Objective:
Reproduce all of the material below word for word, keeping every line as it is.

* Begin Provided records *

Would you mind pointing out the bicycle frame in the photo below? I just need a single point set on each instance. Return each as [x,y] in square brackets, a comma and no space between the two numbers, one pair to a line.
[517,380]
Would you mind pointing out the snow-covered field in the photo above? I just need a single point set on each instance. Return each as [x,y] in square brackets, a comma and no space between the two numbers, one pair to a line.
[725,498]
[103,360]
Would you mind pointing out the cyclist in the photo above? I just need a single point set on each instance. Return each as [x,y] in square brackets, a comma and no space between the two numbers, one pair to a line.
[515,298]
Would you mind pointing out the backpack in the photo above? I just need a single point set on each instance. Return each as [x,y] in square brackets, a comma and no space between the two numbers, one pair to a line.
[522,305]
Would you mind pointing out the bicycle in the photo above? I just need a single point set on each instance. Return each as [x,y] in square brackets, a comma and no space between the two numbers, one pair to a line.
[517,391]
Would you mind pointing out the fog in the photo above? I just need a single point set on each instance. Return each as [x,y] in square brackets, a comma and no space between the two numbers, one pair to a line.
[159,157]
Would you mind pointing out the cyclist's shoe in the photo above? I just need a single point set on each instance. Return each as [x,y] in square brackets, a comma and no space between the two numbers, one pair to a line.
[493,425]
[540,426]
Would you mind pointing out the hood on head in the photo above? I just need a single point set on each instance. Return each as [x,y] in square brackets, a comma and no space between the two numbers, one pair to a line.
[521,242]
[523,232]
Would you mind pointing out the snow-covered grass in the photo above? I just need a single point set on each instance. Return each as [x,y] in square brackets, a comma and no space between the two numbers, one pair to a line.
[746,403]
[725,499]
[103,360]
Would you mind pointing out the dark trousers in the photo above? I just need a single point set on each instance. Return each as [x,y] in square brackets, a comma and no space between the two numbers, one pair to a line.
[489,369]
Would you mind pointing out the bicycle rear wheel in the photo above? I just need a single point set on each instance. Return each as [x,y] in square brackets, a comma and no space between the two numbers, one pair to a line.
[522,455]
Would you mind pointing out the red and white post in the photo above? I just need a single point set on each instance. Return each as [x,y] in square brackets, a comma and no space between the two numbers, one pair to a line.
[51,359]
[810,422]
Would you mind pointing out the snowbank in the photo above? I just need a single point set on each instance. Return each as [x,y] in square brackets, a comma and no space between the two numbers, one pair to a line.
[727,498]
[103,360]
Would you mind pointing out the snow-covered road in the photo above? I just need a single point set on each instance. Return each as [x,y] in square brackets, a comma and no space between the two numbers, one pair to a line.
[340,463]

* End Provided records *

Answer for this exercise:
Would you mind pointing out the bicycle frame in the photo below? I just need a single point set on each instance. Return each as [x,y] in square brackets, a comma and no space between the two numbers, one pair to a line.
[517,380]
Would you mind pointing out the snow-covered field in the photo above? I just need a single point set on each instance. Return each as [x,y] in square brackets, a comma and no space between the two numbers, one pair to a line.
[725,498]
[103,360]
Would you mind pointing out the cyclist in the photo above? I just need a single point set on each instance. Return each as [x,y] in square brackets, a comma and no space between the two numbers, one pair to a line.
[515,298]
Would you mind pointing out the backpack in the photo above? I just need a single point set on each instance. Return each as [x,y] in square brackets, a comma and no space between the two numbers, one pair to a line.
[522,305]
Would you mind pointing out the bicycle in the photo above? I just need a single point set on each instance. Return each as [x,y] in square brackets, a comma and no space between the two numbers, one pair to a line.
[517,391]
Would you mind pointing out the fog in the photo above? I just need a single point set on each instance. Return each as [x,y] in square brackets, a comma and no space between the two numbers, one pair to a line.
[159,157]
Would you mind pointing out the cyclist's shoe in the photo above? I just need a single point set on each instance. Return each as [x,y] in square brackets, a comma and no space between the two numbers, one pair to a line.
[493,425]
[540,426]
Would you mind pointing out the hood on head in the photo above? I just need a single point set on each instance. Return each as [x,y] in square brackets, a comma and no space between the two numbers, one pair to a line.
[521,242]
[523,232]
Would you mind pointing out the snow-covered grass in the photo above? I just need a single point set on each instance. Return each as [x,y] in square brackets, a comma and no space between the two numbers, one pair to a line.
[746,403]
[725,499]
[103,360]
Would you mind pointing out the dark trousers in the photo above? I just need a single point set on each instance. Return each as [x,y] in square brackets, a comma and no space between the two numbers, one pair to a line.
[489,369]
Would you mind pointing out the bicycle rear wheel in the photo above? I just need a single point set on each instance. Return each as [x,y] in square brackets, a comma and no space between the two numbers, one pair to a line.
[522,455]
Would you mind pointing out the red and white post in the photo above? I just need a single point set on each instance. Return each as [x,y] in square brackets, a comma and no space between the two numbers, one pair to a line.
[51,359]
[810,422]
Would you mind pointing out the snowbank in the photo above? I just need a single point set on each instance. Return each as [x,y] in square brackets, a comma and no space between the two numbers, one pair to a line.
[727,498]
[103,360]
Would you mind pointing out the snow-covered road in the photo above? I just need a single point set on each instance. Return each as [x,y] in square brackets, a comma and no space between the two numbers, one pair to a line.
[340,463]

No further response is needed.